» Segmentation mask entries:
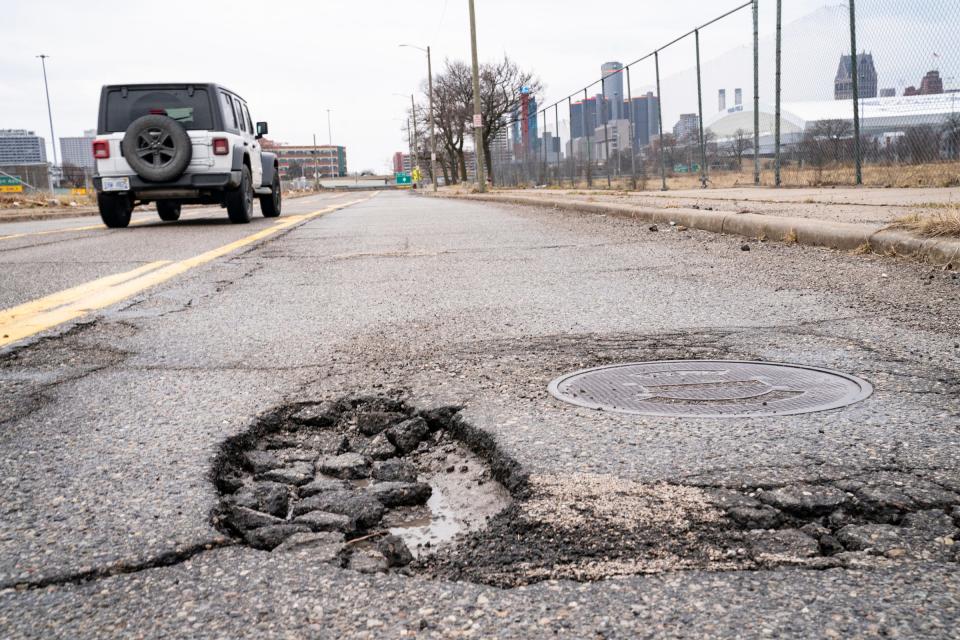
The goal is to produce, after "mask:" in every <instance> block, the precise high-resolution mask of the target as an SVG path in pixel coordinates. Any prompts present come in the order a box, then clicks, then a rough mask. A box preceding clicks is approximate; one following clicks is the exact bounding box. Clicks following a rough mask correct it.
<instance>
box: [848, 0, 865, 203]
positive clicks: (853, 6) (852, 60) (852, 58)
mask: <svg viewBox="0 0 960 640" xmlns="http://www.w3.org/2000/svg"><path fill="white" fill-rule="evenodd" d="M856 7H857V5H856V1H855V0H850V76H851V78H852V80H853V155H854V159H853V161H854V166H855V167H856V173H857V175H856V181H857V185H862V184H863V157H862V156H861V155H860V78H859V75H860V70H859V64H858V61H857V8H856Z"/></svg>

* * *

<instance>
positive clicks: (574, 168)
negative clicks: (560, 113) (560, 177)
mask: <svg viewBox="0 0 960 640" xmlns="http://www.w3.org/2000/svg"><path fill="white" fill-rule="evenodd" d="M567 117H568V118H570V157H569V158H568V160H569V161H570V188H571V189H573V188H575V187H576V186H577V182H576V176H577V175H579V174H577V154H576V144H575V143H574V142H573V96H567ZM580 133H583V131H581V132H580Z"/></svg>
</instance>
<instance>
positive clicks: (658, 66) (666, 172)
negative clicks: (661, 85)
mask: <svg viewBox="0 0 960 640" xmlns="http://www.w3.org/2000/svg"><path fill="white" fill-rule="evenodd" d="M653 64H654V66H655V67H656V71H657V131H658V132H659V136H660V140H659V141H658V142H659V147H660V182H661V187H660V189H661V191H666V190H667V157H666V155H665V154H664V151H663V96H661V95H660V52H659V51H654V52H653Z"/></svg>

» ASSIGNMENT: Rewrite everything from the line containing "The goal is" down to the line containing "positive clicks: (853, 6) (852, 60) (852, 58)", changing "rough mask" to "coarse mask" and keeping every other character as it is.

» OUTPUT BELOW:
The goal is to produce, after "mask:" in every <instance> block, the precise high-resolution mask of the target as an SVG path in pixel coordinates. Any prompts present come in the order a box, then clicks, then a coarse mask. A box preceding clicks is approximate; one following clicks is the exact bounding box. Clicks following a coarse mask correct it.
<instance>
box: [848, 0, 865, 203]
positive clicks: (853, 6) (852, 60) (852, 58)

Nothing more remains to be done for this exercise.